Point localization data
+++++

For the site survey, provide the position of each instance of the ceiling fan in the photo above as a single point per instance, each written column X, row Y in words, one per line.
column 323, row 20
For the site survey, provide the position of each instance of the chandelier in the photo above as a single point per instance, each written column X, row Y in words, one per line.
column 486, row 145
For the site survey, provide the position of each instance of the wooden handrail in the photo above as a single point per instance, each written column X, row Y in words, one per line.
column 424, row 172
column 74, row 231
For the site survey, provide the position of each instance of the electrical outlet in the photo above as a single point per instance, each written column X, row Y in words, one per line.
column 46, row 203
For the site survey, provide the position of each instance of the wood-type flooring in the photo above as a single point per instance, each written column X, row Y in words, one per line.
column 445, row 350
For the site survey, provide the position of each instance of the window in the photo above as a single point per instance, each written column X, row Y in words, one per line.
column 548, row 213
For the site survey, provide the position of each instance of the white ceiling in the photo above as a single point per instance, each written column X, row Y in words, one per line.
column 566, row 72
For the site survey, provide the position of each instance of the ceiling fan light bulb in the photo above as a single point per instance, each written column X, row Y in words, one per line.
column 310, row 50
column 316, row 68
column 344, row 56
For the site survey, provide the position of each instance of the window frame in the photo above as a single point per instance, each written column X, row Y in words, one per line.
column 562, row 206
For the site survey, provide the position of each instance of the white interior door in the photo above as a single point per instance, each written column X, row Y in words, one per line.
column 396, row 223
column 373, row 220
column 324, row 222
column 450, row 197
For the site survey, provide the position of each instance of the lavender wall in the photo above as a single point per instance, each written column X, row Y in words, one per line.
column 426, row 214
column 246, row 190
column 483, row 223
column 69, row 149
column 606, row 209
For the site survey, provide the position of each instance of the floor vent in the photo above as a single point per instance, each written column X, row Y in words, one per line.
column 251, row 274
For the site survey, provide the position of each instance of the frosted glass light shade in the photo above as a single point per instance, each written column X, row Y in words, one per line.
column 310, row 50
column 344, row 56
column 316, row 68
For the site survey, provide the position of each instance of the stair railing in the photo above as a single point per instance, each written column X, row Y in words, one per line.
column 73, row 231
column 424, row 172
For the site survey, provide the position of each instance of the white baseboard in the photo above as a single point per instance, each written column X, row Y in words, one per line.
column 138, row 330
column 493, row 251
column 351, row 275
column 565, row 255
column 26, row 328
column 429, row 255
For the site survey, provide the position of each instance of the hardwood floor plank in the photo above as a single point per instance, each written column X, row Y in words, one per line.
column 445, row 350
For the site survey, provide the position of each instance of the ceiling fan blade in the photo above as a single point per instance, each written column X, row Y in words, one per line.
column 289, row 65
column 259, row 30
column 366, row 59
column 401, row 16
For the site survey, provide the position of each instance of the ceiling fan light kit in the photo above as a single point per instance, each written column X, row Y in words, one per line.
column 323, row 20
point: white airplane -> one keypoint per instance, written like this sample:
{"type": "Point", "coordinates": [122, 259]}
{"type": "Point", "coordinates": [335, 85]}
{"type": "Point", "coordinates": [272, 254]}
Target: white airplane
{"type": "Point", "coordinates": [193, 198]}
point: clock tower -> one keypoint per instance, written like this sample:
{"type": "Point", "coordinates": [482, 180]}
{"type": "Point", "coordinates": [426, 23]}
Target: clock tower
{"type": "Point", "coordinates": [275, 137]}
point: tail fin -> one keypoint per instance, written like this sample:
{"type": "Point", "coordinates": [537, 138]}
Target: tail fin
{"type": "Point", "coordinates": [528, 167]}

+++++

Your assignment
Go through the data above and repeat all of it exactly.

Your response
For the site survey, provide the position of each instance of the ceiling fan in the photo above as a single point per instance, each written column X, row Y in words, one per line.
column 323, row 20
For the site survey, provide the position of each instance of the chandelier in the photo above as a single point per instance, each written column X, row Y in words, one per line.
column 486, row 145
For the site survey, provide the position of each instance of the wooden handrail in the photo above as a single point per instance, each written column X, row Y in words, one per line.
column 424, row 172
column 74, row 231
For the site survey, provide the position of each instance of the electrical outlet in the photo above as a single point per instance, each written column X, row Y in words, one per line.
column 46, row 203
For the site survey, provide the position of each instance of the wood-type flooring in the photo above as a single point per instance, each written column X, row Y in words, one per line.
column 445, row 350
For the site survey, provide the position of each instance of the window in the photo above as a single point per instance, each written column X, row Y in words, one per line.
column 548, row 213
For the site survey, provide the position of each instance of the white ceiling in the photo above as a single point per instance, each written column X, row Y in words, one per line.
column 566, row 72
For the site survey, provide the position of each instance of the ceiling fan light bulb in the photo above as a single point per instance, each written column X, row Y in words, one per line.
column 310, row 50
column 316, row 68
column 344, row 56
For the site survey, provide the position of each instance of the window frame in the photo above as a single point per instance, each written column X, row Y in words, one per line.
column 562, row 206
For the site survey, provide the position of each instance of the white interior door in the photo above as a single point per instance, each written column X, row Y in words, one per line.
column 396, row 223
column 373, row 220
column 324, row 222
column 450, row 197
For the site survey, provide the position of each instance of the lavender wall in the photo above as a single point per instance, each written column X, row Y in words, one per line.
column 426, row 214
column 246, row 190
column 483, row 223
column 69, row 149
column 606, row 209
For the site survey, provide the position of each instance of the floor vent in the photo above as a single point per instance, each written column X, row Y in words, one per line.
column 251, row 274
For the site survey, provide the position of each instance of the frosted glass light shade in the photo above as a single point per instance, each written column X, row Y in words, one per line.
column 310, row 50
column 344, row 56
column 316, row 68
For the site survey, provide the position of each instance of the stair railing in the photo above as a single point per instance, each written column X, row Y in words, one per line.
column 73, row 231
column 424, row 172
For the site survey, provide the position of each instance of the white baseboard in the photo above as a single point per instance, each written column X, row Y in words, one per line.
column 138, row 330
column 493, row 251
column 351, row 275
column 565, row 255
column 26, row 328
column 429, row 255
For the site survey, provide the position of each instance of the hardwood floor plank in the photo above as a single point per instance, each written column X, row Y in words, one per line.
column 445, row 350
For the site survey, provide the position of each instance of the ceiling fan blade in the photo above as a single point per instance, each written column X, row Y in words, one per line.
column 289, row 65
column 259, row 30
column 366, row 59
column 401, row 16
For the site survey, provide the position of each instance of the ceiling fan light kit in the photo above as a single point per instance, each written column X, row Y in words, one per line.
column 323, row 20
point: white airplane -> one keypoint per instance, written like this sample:
{"type": "Point", "coordinates": [122, 259]}
{"type": "Point", "coordinates": [335, 85]}
{"type": "Point", "coordinates": [272, 254]}
Target: white airplane
{"type": "Point", "coordinates": [193, 198]}
point: clock tower -> one keypoint per instance, written like this sample:
{"type": "Point", "coordinates": [482, 180]}
{"type": "Point", "coordinates": [426, 23]}
Target: clock tower
{"type": "Point", "coordinates": [275, 137]}
point: tail fin -> one keypoint per instance, written like this sample:
{"type": "Point", "coordinates": [537, 138]}
Target: tail fin
{"type": "Point", "coordinates": [528, 167]}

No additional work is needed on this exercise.